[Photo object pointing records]
## Start

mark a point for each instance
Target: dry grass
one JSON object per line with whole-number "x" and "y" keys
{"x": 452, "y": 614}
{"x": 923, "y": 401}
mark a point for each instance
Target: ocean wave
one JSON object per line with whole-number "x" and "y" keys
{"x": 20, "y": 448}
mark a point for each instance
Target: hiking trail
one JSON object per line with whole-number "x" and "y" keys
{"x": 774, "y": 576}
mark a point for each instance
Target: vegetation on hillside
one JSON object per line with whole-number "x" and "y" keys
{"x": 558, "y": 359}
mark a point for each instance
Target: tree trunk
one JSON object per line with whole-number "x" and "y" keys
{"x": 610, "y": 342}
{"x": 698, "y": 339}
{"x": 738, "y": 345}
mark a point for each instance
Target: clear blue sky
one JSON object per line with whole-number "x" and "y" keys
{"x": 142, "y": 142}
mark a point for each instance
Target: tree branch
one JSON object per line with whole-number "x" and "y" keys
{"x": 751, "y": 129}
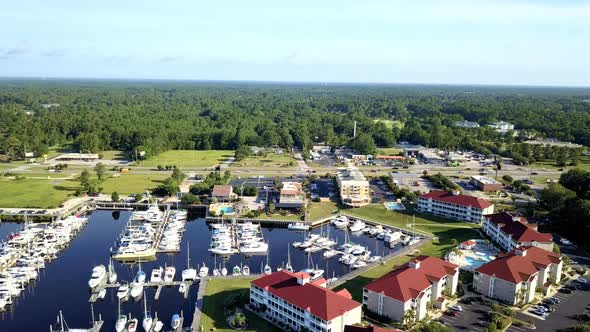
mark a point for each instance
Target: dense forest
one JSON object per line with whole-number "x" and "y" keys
{"x": 161, "y": 115}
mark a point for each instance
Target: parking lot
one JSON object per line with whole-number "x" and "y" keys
{"x": 569, "y": 312}
{"x": 473, "y": 317}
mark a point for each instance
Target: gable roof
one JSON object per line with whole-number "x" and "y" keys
{"x": 224, "y": 190}
{"x": 319, "y": 301}
{"x": 407, "y": 282}
{"x": 460, "y": 199}
{"x": 516, "y": 267}
{"x": 518, "y": 227}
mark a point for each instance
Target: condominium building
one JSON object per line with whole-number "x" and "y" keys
{"x": 354, "y": 188}
{"x": 291, "y": 196}
{"x": 514, "y": 277}
{"x": 299, "y": 303}
{"x": 411, "y": 287}
{"x": 510, "y": 231}
{"x": 452, "y": 204}
{"x": 485, "y": 183}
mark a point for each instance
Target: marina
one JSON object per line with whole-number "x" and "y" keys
{"x": 91, "y": 249}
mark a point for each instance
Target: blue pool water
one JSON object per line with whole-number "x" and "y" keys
{"x": 475, "y": 263}
{"x": 395, "y": 206}
{"x": 226, "y": 210}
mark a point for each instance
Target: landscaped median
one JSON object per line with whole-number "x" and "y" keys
{"x": 221, "y": 297}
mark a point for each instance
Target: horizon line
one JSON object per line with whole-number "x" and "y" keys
{"x": 324, "y": 83}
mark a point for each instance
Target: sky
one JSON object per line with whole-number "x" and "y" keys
{"x": 511, "y": 42}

## End

◆ Required work
Word for word, quote the lines above. Omit the pictures.

◆ Response for this exercise
mark a point for each instance
Target: dry grass
one JSON object per line with whole-number "x" and "y" keys
{"x": 452, "y": 614}
{"x": 923, "y": 401}
mark a point for each instance
Target: ocean wave
one JSON object per line with whole-number "x" and "y" keys
{"x": 20, "y": 448}
mark a point for each instance
Target: hiking trail
one JSON object per line with whole-number "x" and "y" keys
{"x": 774, "y": 576}
mark a point for each instance
Target: vegetation on hillside
one JSON object per line with whole-number "x" and "y" keys
{"x": 558, "y": 359}
mark a point for each instance
Target: tree trunk
one JSON object per line with whole-number "x" and "y" keys
{"x": 610, "y": 342}
{"x": 698, "y": 339}
{"x": 738, "y": 345}
mark a point for each instance
Target: clear blue sky
one JSON object per line with whole-number "x" and "y" keys
{"x": 142, "y": 142}
mark a point for each instance
Target: tree branch
one JSON object per line with whole-number "x" and "y" keys
{"x": 751, "y": 129}
mark a point for each instance
Target: dense forest
one JSON object per line with whole-number "x" and "y" keys
{"x": 161, "y": 115}
mark a point for each instance
Target: parking lot
one JSON object per line with whole-number "x" and "y" keys
{"x": 569, "y": 312}
{"x": 473, "y": 317}
mark a point for each instance
Target: gable roof
one JSON object per line with whole-number "x" and "y" keys
{"x": 224, "y": 190}
{"x": 319, "y": 301}
{"x": 407, "y": 282}
{"x": 460, "y": 199}
{"x": 516, "y": 267}
{"x": 518, "y": 227}
mark a point for each instance
Target: condominium building
one JSON object per line with whole-number "x" and "y" keys
{"x": 354, "y": 188}
{"x": 291, "y": 196}
{"x": 514, "y": 277}
{"x": 299, "y": 303}
{"x": 411, "y": 287}
{"x": 510, "y": 231}
{"x": 452, "y": 204}
{"x": 485, "y": 183}
mark a point for each instance
Target: marina
one JSON object per line with whole-number "x" and "y" keys
{"x": 91, "y": 249}
mark a point for each instance
Target: blue pool water
one JSON object per line with whole-number "x" and "y" keys
{"x": 475, "y": 263}
{"x": 395, "y": 206}
{"x": 226, "y": 210}
mark a point for each instance
Target: landscaped median
one JSON object per line with whole-number "x" and "y" keys
{"x": 221, "y": 297}
mark a point for each instance
Target: horizon line
one JSON object per line with whole-number "x" and "y" keys
{"x": 324, "y": 83}
mark a point for each instance
Target: sky
one JSON object per line with whole-number "x" and "y" keys
{"x": 511, "y": 42}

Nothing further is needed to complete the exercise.